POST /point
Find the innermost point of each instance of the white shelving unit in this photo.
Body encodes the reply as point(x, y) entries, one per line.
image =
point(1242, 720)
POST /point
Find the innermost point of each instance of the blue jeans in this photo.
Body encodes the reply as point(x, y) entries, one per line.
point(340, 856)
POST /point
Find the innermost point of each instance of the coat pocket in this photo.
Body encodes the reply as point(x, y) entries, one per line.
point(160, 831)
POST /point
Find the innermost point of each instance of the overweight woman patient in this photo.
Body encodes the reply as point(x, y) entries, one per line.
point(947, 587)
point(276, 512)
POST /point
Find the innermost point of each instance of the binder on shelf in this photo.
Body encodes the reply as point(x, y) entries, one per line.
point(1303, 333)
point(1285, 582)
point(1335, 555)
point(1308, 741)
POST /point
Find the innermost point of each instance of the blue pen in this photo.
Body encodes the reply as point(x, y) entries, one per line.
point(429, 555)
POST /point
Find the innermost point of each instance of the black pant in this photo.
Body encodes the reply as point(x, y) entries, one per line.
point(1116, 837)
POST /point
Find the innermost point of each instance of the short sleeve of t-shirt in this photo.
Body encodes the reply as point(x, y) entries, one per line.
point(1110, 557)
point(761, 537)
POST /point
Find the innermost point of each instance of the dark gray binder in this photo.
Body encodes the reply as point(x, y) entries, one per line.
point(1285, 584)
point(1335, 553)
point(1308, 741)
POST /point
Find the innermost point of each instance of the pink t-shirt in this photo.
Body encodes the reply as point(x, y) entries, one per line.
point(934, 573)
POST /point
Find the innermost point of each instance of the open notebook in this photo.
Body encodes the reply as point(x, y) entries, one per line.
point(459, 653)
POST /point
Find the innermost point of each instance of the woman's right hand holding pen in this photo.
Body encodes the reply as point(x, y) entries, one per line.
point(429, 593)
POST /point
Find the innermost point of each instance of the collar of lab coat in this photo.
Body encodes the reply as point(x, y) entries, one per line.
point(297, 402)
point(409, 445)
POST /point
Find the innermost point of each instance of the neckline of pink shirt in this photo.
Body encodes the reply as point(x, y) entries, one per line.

============

• _WHAT THIS TASK INVOLVES_: Return each line from the rows above that contains the word "binder".

• _EXERCISE SOLUTION_:
Find the innermost point of each instance of the binder on shelf in this photo.
Find the innermost point of each instance of the dark gray binder in this photo.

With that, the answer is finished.